» Objective
Can you rescale the listing between the lines holding "Target: building window" and "[[[3,21],[11,22],[11,7],[3,7]]]", inclusive, by writing out every one of those lines again with the text lines unchanged and each polygon vertex coordinate multiplied by 2.45 and rounded to a whole number, halves rounding up? Give only those lines.

══════════

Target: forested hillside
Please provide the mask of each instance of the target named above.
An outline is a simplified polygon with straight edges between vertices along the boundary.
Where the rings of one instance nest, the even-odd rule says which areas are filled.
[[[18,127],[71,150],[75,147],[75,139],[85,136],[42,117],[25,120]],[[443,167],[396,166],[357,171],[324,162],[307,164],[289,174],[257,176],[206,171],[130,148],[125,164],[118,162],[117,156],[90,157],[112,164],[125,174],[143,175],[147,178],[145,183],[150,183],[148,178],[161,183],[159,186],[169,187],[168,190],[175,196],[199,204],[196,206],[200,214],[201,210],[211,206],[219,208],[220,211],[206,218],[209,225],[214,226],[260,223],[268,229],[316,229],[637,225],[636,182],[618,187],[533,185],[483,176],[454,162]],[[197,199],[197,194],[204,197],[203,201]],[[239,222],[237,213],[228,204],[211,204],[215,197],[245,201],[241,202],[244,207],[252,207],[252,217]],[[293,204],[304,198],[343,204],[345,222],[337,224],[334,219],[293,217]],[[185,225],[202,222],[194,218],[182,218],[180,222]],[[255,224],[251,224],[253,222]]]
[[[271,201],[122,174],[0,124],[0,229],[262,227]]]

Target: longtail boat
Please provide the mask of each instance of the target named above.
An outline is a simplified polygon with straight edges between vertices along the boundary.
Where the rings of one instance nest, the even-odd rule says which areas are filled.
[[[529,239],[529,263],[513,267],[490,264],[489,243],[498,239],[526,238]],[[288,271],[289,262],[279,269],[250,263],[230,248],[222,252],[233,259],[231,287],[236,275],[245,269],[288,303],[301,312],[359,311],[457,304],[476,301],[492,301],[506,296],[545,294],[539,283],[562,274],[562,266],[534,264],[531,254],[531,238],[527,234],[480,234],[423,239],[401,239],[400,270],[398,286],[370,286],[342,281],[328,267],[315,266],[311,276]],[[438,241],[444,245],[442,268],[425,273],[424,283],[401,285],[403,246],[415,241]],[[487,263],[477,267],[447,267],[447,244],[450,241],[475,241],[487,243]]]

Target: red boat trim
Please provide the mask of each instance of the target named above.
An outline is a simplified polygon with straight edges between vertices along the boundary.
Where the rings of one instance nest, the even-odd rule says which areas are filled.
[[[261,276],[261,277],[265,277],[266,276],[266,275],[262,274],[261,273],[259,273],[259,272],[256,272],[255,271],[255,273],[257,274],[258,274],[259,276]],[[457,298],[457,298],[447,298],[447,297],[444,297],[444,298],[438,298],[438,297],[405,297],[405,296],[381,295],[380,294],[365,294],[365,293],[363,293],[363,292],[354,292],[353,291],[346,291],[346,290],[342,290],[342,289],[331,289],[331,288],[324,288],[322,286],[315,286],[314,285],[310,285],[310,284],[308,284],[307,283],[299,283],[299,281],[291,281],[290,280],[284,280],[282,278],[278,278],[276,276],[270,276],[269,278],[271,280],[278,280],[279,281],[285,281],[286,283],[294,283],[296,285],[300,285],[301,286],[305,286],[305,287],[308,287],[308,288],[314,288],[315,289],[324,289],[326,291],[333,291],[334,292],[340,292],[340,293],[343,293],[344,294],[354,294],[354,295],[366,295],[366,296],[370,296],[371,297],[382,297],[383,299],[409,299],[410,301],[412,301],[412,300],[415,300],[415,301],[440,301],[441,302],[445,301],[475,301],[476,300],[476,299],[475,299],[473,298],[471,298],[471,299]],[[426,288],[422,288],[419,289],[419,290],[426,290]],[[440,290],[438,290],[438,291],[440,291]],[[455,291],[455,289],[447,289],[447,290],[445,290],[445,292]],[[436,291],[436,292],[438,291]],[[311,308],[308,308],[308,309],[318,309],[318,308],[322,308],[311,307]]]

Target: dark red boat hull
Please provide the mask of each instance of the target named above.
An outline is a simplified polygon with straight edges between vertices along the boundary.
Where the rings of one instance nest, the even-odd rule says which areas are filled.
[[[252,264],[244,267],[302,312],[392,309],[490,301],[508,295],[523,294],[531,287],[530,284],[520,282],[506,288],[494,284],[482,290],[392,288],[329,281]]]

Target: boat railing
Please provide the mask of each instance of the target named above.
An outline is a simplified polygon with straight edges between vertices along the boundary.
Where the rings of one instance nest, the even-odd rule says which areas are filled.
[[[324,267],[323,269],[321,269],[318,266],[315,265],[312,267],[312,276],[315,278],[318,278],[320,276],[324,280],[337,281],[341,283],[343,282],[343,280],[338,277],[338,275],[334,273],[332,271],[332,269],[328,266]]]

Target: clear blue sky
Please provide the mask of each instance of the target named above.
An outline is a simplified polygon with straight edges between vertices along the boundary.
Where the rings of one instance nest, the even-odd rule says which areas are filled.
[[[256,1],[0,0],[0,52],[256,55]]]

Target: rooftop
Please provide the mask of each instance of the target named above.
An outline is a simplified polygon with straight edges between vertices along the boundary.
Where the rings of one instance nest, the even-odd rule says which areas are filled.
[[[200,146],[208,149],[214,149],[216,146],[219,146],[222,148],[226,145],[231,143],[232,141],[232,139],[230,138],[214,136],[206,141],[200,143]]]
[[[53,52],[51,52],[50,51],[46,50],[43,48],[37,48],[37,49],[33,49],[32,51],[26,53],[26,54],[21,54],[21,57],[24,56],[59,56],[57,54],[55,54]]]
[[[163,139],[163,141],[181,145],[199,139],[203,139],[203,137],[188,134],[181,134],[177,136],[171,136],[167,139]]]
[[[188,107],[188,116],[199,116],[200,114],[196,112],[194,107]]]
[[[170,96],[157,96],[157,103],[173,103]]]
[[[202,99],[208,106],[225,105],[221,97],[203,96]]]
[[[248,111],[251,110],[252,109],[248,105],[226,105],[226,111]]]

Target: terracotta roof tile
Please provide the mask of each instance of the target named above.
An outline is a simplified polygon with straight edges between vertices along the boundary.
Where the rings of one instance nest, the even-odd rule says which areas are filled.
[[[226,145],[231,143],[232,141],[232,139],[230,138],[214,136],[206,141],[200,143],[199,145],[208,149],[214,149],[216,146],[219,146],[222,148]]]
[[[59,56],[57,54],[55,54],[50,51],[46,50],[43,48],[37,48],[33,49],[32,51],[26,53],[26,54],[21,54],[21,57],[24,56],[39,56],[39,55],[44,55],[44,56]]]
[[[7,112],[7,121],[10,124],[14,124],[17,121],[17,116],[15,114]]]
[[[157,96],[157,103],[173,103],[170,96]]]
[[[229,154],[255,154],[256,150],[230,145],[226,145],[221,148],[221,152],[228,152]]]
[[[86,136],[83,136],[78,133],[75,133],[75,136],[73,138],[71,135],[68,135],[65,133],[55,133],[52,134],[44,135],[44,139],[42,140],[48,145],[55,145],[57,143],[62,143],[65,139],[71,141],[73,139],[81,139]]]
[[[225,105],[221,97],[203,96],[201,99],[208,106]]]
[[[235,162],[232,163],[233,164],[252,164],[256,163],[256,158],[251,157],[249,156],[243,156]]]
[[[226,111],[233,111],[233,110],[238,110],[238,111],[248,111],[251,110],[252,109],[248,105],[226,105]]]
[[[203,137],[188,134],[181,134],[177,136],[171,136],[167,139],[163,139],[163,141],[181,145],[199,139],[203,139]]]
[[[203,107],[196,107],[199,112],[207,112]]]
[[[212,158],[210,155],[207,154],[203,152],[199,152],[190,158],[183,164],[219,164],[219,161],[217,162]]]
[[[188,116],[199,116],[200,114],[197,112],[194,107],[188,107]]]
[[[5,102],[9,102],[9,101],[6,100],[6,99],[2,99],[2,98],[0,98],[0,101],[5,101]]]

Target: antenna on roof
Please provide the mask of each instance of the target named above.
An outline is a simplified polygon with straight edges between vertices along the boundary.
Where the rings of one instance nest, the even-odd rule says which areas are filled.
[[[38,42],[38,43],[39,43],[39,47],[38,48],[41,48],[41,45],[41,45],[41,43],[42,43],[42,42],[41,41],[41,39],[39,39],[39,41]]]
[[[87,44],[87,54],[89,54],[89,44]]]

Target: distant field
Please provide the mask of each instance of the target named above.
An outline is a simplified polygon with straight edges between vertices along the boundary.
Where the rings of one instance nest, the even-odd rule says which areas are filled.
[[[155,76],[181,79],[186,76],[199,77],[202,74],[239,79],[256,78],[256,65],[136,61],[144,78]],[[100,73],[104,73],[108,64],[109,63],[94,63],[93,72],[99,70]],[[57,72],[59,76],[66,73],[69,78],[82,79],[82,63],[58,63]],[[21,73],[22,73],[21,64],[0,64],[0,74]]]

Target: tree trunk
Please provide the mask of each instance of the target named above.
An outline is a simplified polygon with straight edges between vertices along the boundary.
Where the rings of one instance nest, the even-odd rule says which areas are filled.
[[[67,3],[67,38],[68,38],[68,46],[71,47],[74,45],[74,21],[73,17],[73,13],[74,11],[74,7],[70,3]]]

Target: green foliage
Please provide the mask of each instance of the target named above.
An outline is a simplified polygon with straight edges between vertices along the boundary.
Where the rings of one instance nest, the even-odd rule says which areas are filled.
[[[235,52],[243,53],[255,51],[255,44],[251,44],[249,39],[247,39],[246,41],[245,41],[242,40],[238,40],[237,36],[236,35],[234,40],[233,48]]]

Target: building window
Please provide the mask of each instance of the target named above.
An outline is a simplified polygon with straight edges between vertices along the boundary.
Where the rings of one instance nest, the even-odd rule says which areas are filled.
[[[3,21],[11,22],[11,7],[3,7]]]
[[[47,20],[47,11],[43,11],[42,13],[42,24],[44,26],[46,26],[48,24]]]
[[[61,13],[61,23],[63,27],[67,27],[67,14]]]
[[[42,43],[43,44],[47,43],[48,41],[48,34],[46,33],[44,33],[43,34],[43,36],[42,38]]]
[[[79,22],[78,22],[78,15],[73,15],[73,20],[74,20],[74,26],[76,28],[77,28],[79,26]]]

══════════

» Problem solution
Target: building window
Please provide the mask of each instance of the target named above.
An outline is a simplified polygon with straight edges between vertices along the boundary.
Where the rings of one instance nest, the even-odd rule says which areas are filled.
[[[7,51],[27,54],[27,17],[7,17]]]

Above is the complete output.